Rewrite the lines of the records below as a JSON list of strings, one string per line and no blank lines, starting at the line containing "draw the outline of the jagged peak" and ending at the line containing "94 50 L 108".

▸ DATASET
▬▬▬▬▬▬▬▬▬▬

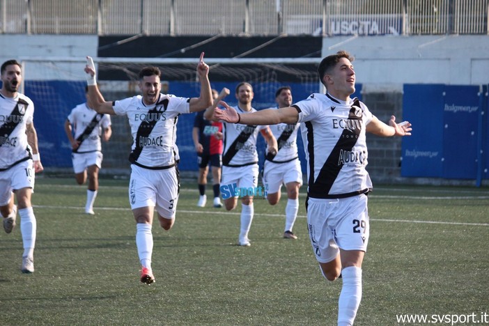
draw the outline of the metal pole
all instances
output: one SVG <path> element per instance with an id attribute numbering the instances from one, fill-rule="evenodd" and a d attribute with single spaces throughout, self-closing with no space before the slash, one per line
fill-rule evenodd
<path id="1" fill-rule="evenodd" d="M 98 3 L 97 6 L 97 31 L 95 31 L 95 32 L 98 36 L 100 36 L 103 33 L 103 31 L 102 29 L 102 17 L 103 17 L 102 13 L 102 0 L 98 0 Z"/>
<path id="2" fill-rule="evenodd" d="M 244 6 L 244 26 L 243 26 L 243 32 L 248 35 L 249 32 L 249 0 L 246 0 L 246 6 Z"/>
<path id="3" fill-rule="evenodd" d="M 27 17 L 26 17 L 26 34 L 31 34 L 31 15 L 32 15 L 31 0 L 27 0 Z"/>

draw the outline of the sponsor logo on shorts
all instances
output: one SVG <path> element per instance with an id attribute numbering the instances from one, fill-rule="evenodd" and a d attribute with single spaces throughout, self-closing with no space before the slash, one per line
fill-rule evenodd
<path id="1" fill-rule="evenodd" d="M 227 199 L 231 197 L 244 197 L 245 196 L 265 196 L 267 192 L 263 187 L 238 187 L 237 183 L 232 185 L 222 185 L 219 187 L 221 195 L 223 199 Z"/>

▬▬▬▬▬▬▬▬▬▬

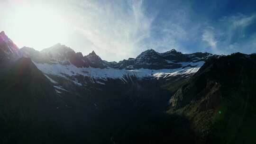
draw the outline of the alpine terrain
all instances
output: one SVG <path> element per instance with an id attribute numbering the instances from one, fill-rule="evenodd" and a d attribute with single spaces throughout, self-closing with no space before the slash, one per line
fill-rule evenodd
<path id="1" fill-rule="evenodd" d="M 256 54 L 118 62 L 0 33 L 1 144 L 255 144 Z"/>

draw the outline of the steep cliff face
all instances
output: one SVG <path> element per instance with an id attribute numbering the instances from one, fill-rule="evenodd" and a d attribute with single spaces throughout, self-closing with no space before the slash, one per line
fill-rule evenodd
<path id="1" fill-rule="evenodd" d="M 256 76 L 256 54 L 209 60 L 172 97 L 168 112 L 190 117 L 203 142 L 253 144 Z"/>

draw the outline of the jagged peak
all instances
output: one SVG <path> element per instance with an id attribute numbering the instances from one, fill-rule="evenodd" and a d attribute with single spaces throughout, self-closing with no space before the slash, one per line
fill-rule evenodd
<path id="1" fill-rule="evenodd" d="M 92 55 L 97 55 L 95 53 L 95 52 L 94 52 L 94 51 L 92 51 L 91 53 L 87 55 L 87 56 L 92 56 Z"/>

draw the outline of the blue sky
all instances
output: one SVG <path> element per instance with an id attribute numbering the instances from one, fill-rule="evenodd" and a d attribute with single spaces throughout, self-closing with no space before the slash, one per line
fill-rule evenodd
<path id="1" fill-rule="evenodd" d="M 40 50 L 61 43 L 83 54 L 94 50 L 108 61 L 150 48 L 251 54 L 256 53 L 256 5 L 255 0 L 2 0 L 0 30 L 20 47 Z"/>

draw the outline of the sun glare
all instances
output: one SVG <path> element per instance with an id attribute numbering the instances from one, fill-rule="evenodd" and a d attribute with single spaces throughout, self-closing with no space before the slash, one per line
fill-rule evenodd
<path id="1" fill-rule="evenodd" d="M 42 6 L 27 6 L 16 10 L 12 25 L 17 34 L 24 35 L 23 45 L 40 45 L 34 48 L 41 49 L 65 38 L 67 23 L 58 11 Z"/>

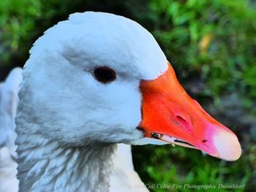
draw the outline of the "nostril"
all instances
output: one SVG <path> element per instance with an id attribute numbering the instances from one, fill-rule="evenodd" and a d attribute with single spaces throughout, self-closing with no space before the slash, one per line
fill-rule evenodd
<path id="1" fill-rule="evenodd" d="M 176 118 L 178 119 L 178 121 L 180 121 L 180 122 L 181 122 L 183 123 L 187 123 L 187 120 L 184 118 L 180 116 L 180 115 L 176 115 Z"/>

▬▬▬▬▬▬▬▬▬▬

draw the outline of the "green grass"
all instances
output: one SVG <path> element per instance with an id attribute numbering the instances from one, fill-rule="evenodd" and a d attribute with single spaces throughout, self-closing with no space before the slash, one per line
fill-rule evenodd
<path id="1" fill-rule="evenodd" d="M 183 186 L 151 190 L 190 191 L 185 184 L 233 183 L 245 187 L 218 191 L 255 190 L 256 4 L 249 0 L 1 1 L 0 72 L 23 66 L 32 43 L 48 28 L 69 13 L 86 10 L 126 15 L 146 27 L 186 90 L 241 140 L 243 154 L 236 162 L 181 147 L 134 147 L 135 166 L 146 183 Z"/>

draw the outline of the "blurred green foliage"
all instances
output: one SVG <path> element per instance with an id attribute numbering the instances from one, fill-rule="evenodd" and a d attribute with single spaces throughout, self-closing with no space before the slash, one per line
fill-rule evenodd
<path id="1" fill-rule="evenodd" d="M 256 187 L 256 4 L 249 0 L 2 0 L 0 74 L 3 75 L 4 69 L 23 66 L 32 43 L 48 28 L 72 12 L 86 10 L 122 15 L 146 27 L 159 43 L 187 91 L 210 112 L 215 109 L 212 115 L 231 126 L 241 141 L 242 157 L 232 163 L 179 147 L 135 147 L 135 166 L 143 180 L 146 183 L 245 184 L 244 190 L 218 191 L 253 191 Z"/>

▬▬▬▬▬▬▬▬▬▬

▸ ANSWER FOR THIS EXERCISE
[
  "draw the outline of the jagged peak",
  "all instances",
  "output: one SVG <path> element per instance with an id attribute numbering the instances from one, fill-rule=\"evenodd\" and a d attribute with single spaces throughout, self-closing with no space before the slash, one per line",
  "fill-rule evenodd",
  "<path id=\"1\" fill-rule=\"evenodd\" d=\"M 92 55 L 97 55 L 95 53 L 95 52 L 94 52 L 94 51 L 92 51 L 91 53 L 87 55 L 87 56 L 92 56 Z\"/>",
  "draw the outline of the blue sky",
  "all instances",
  "output: one SVG <path> element per instance with an id attribute numbering the instances from one, fill-rule=\"evenodd\" and a d attribute with single spaces throughout, self-closing with no space before the slash, one per line",
  "fill-rule evenodd",
  "<path id=\"1\" fill-rule=\"evenodd\" d=\"M 40 50 L 61 43 L 83 54 L 94 50 L 108 61 L 150 48 L 251 54 L 256 53 L 256 5 L 255 0 L 2 0 L 0 30 L 20 47 Z\"/>"
]